A falta de respostas, segundo Virgínia, gera aflição tanto pela situação do filho, quanto a outras famílias que passam pela mesma situação. Ela se desloca de Veranópolis até a Capital, pelo menos quatro vezes na semana, além de manter o trabalho ativo na cidade de origem.
— É justo que a gente tenha essa resposta porque estamos falando de vidas, não de coisas supérfluas. Todos os dias é uma angustia diferente, nunca se sabe o que pode acontecer.
No Instituto onde Vinícius está internado, na mesma situação se encontra a mãe de Celso dos Santos Azevedo. Ela é idosa, com 91 anos, e está internada há 30 dias na espera pela troca de bateria do marca-passo. A informação do hospital dada para estas famílias é de que não existe previsão de quando a troca vai chegar. Na unidade hospitalar, são 26 pessoas na fila.
Além dos dois casos de manutenção do aparelho, há a situação do marido de Carla Fagundes, que precisa colocar um marca-passo. Aos 37 anos, ele sofreu um infarto e precisa do equipamento. Desde o início de janeiro ele está hospitalizado aguardando o implante.
— O médico diz que ele precisa do aparelho e só sairá dali com o aparelho. Então, quer dizer que se o aparelho não vir, ele vai ficar mais uns meses ali? — questiona a esposa.

REGISTROS FORNECIDOS
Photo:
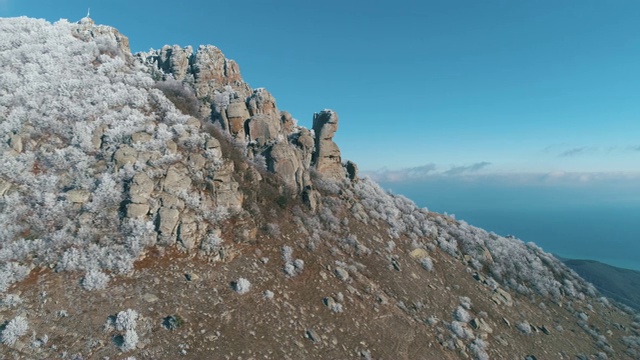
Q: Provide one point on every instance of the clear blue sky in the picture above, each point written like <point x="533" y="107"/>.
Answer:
<point x="541" y="86"/>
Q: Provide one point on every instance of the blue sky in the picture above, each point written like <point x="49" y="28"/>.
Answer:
<point x="458" y="87"/>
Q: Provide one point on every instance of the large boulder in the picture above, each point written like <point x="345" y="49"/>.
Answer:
<point x="326" y="158"/>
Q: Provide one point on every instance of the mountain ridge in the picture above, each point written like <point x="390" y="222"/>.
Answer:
<point x="165" y="190"/>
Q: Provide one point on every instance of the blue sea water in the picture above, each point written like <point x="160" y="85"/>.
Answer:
<point x="575" y="224"/>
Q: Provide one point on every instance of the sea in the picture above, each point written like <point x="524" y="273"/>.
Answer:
<point x="584" y="223"/>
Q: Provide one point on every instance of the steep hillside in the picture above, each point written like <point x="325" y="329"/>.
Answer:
<point x="155" y="206"/>
<point x="623" y="285"/>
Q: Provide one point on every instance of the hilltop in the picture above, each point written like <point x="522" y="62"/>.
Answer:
<point x="155" y="206"/>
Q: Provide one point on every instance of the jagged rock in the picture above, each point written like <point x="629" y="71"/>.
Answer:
<point x="119" y="43"/>
<point x="288" y="124"/>
<point x="78" y="196"/>
<point x="236" y="115"/>
<point x="141" y="188"/>
<point x="261" y="102"/>
<point x="196" y="162"/>
<point x="310" y="198"/>
<point x="262" y="129"/>
<point x="326" y="158"/>
<point x="167" y="221"/>
<point x="137" y="210"/>
<point x="283" y="160"/>
<point x="171" y="201"/>
<point x="212" y="71"/>
<point x="187" y="232"/>
<point x="352" y="170"/>
<point x="175" y="60"/>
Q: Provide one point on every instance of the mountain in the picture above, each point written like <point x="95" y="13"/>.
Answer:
<point x="622" y="285"/>
<point x="155" y="206"/>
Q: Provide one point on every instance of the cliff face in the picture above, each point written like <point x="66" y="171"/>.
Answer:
<point x="251" y="116"/>
<point x="198" y="220"/>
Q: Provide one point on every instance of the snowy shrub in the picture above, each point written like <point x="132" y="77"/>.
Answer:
<point x="427" y="263"/>
<point x="129" y="340"/>
<point x="242" y="286"/>
<point x="95" y="280"/>
<point x="126" y="320"/>
<point x="15" y="328"/>
<point x="211" y="244"/>
<point x="11" y="300"/>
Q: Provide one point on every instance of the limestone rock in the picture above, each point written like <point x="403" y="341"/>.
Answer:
<point x="137" y="210"/>
<point x="167" y="221"/>
<point x="141" y="188"/>
<point x="175" y="60"/>
<point x="125" y="155"/>
<point x="236" y="115"/>
<point x="262" y="129"/>
<point x="326" y="158"/>
<point x="262" y="102"/>
<point x="187" y="231"/>
<point x="78" y="196"/>
<point x="283" y="160"/>
<point x="177" y="179"/>
<point x="288" y="124"/>
<point x="352" y="170"/>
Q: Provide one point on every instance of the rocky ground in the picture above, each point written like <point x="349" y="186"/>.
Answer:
<point x="156" y="207"/>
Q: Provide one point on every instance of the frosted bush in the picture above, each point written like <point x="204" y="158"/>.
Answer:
<point x="17" y="327"/>
<point x="12" y="300"/>
<point x="126" y="320"/>
<point x="242" y="286"/>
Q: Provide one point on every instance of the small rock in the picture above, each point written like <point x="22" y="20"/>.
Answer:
<point x="312" y="335"/>
<point x="148" y="297"/>
<point x="395" y="264"/>
<point x="191" y="277"/>
<point x="341" y="273"/>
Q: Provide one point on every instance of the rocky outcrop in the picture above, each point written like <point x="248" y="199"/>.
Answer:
<point x="326" y="158"/>
<point x="252" y="117"/>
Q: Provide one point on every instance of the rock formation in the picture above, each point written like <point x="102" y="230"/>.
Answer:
<point x="252" y="116"/>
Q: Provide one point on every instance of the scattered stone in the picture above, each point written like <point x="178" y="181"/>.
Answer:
<point x="419" y="254"/>
<point x="313" y="336"/>
<point x="341" y="273"/>
<point x="191" y="277"/>
<point x="150" y="298"/>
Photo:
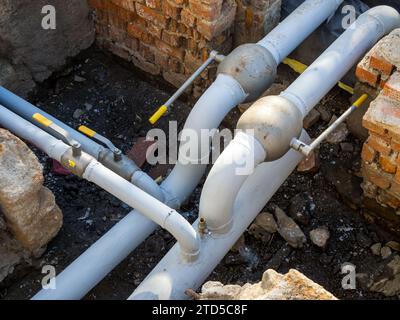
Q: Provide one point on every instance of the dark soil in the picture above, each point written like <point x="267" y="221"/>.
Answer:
<point x="122" y="102"/>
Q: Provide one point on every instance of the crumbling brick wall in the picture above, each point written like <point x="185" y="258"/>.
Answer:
<point x="171" y="38"/>
<point x="380" y="70"/>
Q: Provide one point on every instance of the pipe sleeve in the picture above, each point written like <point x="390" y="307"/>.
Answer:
<point x="338" y="59"/>
<point x="227" y="176"/>
<point x="291" y="32"/>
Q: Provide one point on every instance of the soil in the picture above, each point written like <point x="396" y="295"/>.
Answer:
<point x="122" y="101"/>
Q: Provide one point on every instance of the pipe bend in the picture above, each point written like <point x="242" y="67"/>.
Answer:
<point x="225" y="180"/>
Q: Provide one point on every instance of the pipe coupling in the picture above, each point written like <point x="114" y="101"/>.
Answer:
<point x="253" y="66"/>
<point x="274" y="121"/>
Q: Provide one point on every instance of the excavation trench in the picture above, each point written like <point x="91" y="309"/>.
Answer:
<point x="116" y="102"/>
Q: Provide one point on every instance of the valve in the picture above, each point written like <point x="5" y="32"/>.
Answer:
<point x="61" y="133"/>
<point x="94" y="135"/>
<point x="214" y="56"/>
<point x="306" y="149"/>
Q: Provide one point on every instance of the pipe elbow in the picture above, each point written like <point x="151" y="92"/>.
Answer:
<point x="274" y="121"/>
<point x="253" y="66"/>
<point x="185" y="234"/>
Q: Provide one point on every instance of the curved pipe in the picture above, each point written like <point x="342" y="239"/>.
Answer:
<point x="153" y="209"/>
<point x="338" y="59"/>
<point x="92" y="266"/>
<point x="227" y="176"/>
<point x="95" y="172"/>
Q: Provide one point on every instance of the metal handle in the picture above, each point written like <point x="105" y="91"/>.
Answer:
<point x="306" y="149"/>
<point x="60" y="132"/>
<point x="94" y="135"/>
<point x="214" y="56"/>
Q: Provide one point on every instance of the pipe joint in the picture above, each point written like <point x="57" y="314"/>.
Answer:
<point x="76" y="163"/>
<point x="253" y="66"/>
<point x="274" y="121"/>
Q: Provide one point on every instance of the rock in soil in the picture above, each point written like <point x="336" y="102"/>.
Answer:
<point x="274" y="286"/>
<point x="376" y="249"/>
<point x="340" y="134"/>
<point x="386" y="252"/>
<point x="31" y="216"/>
<point x="320" y="237"/>
<point x="259" y="233"/>
<point x="289" y="230"/>
<point x="388" y="283"/>
<point x="309" y="164"/>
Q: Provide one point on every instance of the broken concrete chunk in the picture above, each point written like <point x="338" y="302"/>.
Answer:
<point x="29" y="209"/>
<point x="311" y="119"/>
<point x="320" y="237"/>
<point x="274" y="286"/>
<point x="289" y="230"/>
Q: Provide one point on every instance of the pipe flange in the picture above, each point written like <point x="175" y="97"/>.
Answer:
<point x="274" y="121"/>
<point x="253" y="66"/>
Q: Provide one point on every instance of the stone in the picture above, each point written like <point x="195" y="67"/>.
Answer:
<point x="301" y="207"/>
<point x="386" y="252"/>
<point x="259" y="233"/>
<point x="266" y="221"/>
<point x="309" y="164"/>
<point x="78" y="113"/>
<point x="29" y="208"/>
<point x="274" y="286"/>
<point x="394" y="245"/>
<point x="326" y="115"/>
<point x="320" y="237"/>
<point x="33" y="53"/>
<point x="376" y="249"/>
<point x="340" y="134"/>
<point x="311" y="119"/>
<point x="79" y="79"/>
<point x="289" y="230"/>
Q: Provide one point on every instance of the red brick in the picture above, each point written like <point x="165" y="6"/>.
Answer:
<point x="151" y="15"/>
<point x="388" y="163"/>
<point x="378" y="177"/>
<point x="379" y="144"/>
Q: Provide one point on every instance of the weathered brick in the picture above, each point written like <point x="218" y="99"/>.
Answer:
<point x="379" y="144"/>
<point x="367" y="75"/>
<point x="368" y="154"/>
<point x="377" y="176"/>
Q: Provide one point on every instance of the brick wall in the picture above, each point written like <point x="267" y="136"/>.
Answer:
<point x="380" y="69"/>
<point x="171" y="38"/>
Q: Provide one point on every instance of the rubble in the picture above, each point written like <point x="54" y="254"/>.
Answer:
<point x="320" y="237"/>
<point x="29" y="209"/>
<point x="289" y="230"/>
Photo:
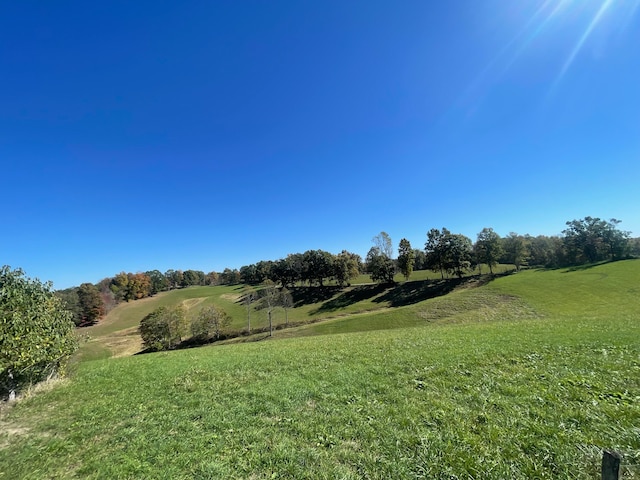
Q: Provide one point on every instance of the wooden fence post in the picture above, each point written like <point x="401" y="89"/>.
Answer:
<point x="611" y="465"/>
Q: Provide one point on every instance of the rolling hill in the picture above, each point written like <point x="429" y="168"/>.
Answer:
<point x="526" y="376"/>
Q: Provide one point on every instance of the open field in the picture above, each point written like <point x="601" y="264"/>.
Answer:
<point x="528" y="376"/>
<point x="117" y="334"/>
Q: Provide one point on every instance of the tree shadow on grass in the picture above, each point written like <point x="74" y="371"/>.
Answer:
<point x="354" y="295"/>
<point x="409" y="293"/>
<point x="306" y="295"/>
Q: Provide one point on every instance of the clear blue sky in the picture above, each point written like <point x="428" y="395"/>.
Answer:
<point x="212" y="134"/>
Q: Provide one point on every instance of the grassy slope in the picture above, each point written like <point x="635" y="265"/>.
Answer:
<point x="117" y="334"/>
<point x="532" y="395"/>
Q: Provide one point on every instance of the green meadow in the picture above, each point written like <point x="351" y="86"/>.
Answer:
<point x="528" y="375"/>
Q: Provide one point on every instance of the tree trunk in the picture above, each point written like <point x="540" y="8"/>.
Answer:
<point x="12" y="387"/>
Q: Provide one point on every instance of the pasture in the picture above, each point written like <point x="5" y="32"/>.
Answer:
<point x="527" y="376"/>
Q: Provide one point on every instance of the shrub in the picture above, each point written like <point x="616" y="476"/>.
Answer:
<point x="37" y="334"/>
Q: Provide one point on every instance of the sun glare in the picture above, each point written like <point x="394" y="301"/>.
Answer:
<point x="572" y="22"/>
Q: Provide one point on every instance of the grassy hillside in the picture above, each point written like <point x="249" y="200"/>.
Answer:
<point x="117" y="334"/>
<point x="525" y="377"/>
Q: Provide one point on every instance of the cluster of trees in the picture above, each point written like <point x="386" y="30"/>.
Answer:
<point x="583" y="241"/>
<point x="167" y="327"/>
<point x="89" y="302"/>
<point x="312" y="267"/>
<point x="36" y="332"/>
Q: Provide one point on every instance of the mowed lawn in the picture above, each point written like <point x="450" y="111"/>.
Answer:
<point x="117" y="334"/>
<point x="529" y="376"/>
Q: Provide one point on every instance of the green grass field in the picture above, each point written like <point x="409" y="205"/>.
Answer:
<point x="528" y="376"/>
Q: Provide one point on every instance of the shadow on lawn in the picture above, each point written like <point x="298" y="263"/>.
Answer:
<point x="354" y="295"/>
<point x="413" y="292"/>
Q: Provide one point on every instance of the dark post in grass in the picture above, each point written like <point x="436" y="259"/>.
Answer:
<point x="611" y="465"/>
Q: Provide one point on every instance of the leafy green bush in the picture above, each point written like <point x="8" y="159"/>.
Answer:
<point x="37" y="333"/>
<point x="209" y="322"/>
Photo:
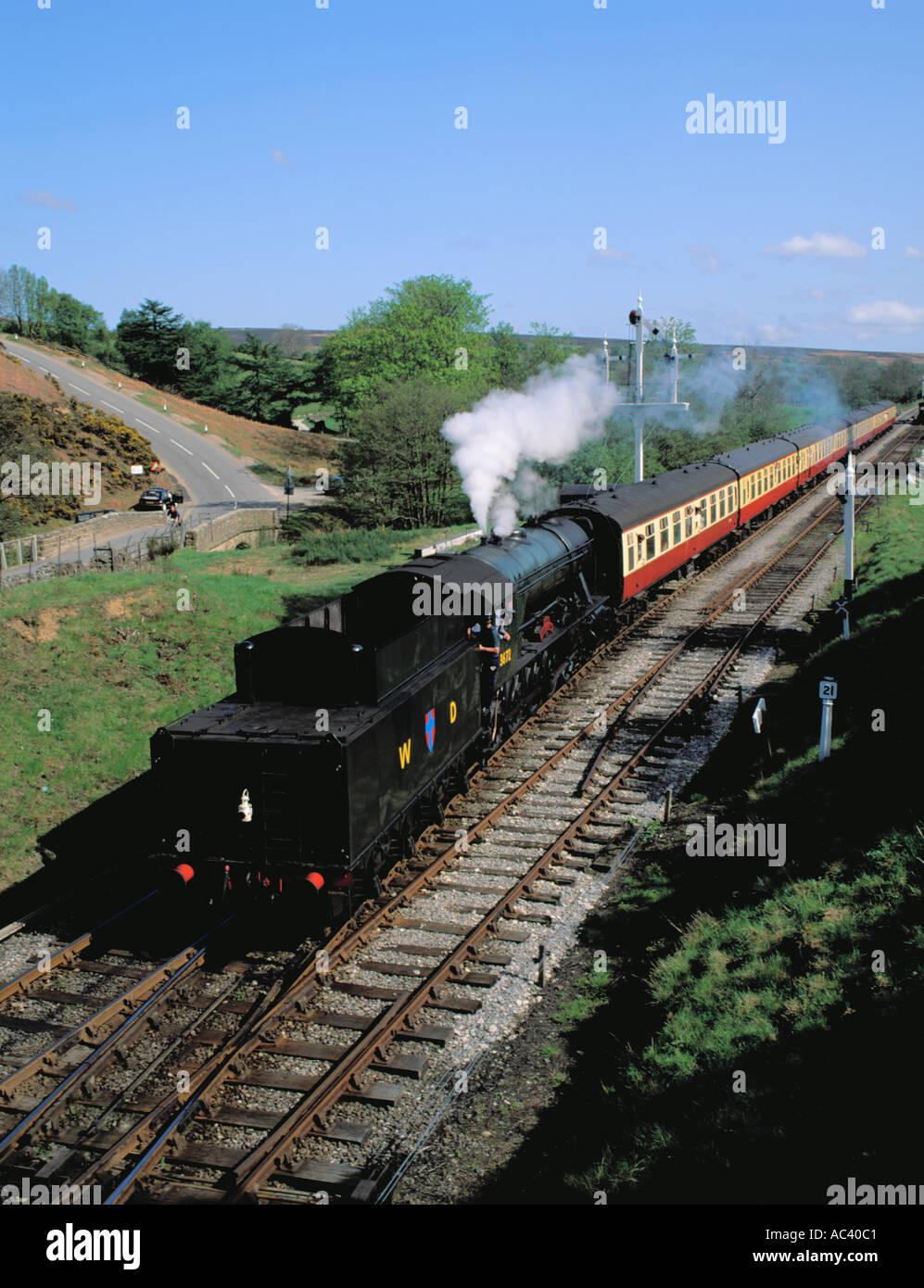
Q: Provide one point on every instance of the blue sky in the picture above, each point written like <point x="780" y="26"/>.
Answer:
<point x="344" y="118"/>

ATIVIDADE
Dê continuidade ao texto sobre a espera por marca-passos a partir do ponto em que ele termina. Os registros são um material à parte, independente do texto.

RESULTADO DA ATIVIDADE
Equipamento é vendido por cerca de R$ 5 mil
Após a edição da portaria, reduzindo os valores, parte dos custos é pago pelo SUS e o restante dos custos fica com os hospitais. Contudo, as instituições alegam não ter recursos suficientes. Um exemplo é o Cardioversor, equipamento usado por pacientes com arritmia cardíaca severa. Ele tem um custo de R$ 50 mil, sendo que o SUS repassa apenas R$ 18 mil. O médico cardiologista Fernando Lucchese explica as consequências dessa redução drástica.
— Esse aparelho é um desfibrilador, ele dá um choque no coração e ressincroniza o órgão. Com essa diferença, ninguém mais implantou o equipamento. Aí os pacientes pioram de situação e estão entrando na fila de transplante — destaca.
Um marca-passo é vendido na faixa de R$ 5 mil, sendo que o SUS está repassando R$ 2.850 pelo equipamento. Lucchese atende na Santa Casa, em Porto Alegre, onde acredita que há uma fila de 50 pacientes aguardando para colocar ou fazer a manutenção do equipamento. Em alguns casos, os familiares acabaram entrando na Justiça.
— Toda a semana temos seis ou sete pacientes que a gente coloca em judicialização. Outros estão em situação tão crítica que colocamos na UTI, deixamos com marca-passo externo funcionando até que o problema se resolva.
O Instituto de Cardiologia informou ao Jornal do Almoço, da RBS TV, que o problema foi relatado ao Ministério Público do RS. O governo do Estado diz que não tem previsão orçamentária para esses equipamentos e que solicitou ao Ministério da Saúde a revisão dos valores. Procurado pela reportagem, o governo federal diz que os valores da tabela são parâmetros mínimos e que devem ser complementados por Estados e municípios. No entanto, não informou se vai rever a tabela. O Jornal Pioneiro procurou o Ministério de Saúde, através da assessoria de imprensa. Porém, até o fechamento desta reportagem, não obteve retorno.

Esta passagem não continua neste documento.